## ASSIGNMENT
Write out each line of the records that has "slope" in it.

## DATA RECORDS
--- START ---

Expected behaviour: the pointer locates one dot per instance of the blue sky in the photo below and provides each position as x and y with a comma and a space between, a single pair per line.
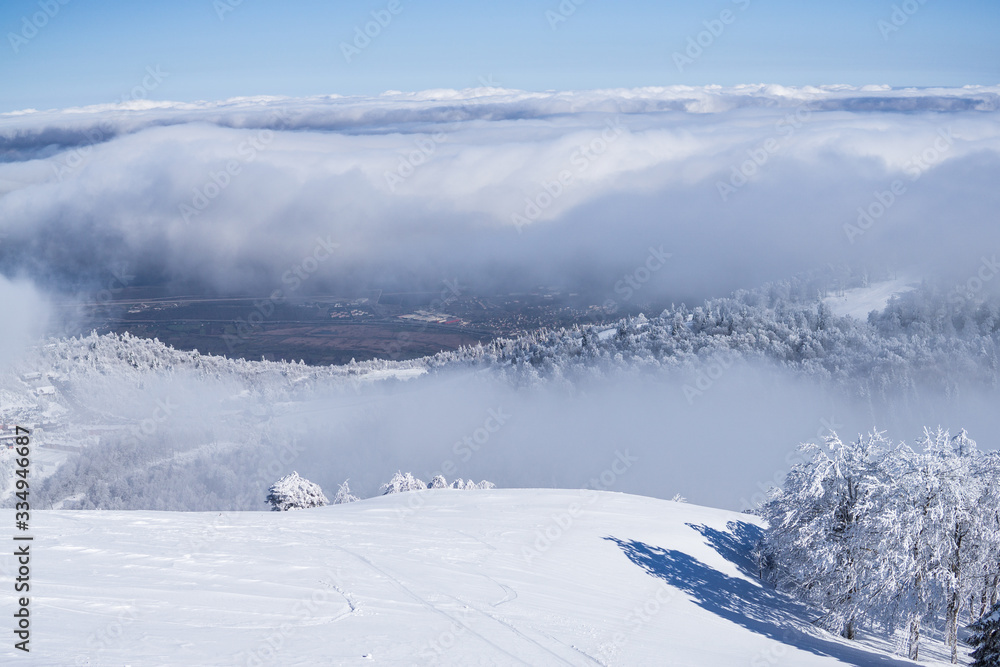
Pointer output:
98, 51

--- END ---
--- START ---

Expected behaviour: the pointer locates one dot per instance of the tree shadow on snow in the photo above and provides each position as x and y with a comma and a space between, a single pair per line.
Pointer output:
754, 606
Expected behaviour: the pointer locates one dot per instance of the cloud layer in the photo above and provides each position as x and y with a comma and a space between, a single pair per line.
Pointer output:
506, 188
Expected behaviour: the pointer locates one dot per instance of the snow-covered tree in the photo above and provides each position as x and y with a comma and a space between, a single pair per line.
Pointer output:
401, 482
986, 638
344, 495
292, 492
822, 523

--- END ---
--- START ---

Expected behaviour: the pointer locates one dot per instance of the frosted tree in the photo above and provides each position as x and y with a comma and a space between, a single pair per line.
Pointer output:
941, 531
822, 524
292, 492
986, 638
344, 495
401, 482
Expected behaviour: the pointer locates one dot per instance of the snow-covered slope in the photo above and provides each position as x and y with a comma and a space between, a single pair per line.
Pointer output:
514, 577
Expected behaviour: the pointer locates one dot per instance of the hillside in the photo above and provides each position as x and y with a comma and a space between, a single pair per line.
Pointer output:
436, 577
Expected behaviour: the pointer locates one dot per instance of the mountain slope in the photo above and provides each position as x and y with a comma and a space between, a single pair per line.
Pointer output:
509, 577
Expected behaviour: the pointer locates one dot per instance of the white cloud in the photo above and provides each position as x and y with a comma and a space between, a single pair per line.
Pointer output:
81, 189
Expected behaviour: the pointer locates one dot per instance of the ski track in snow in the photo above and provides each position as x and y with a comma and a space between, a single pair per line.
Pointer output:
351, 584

--- END ---

## SOLUTION TO THIS EXERCISE
Expected behaviour: the pointer locates one dot per instance of the snow-covered slope in the photo above and provides each position as x and y with a comma and a space between, a single pair per line.
Expected behaviour: the pointer locates one dot per instance of the mountain slope in the photo above and provides each position as x and y with a comma and a space between, a single pair per line.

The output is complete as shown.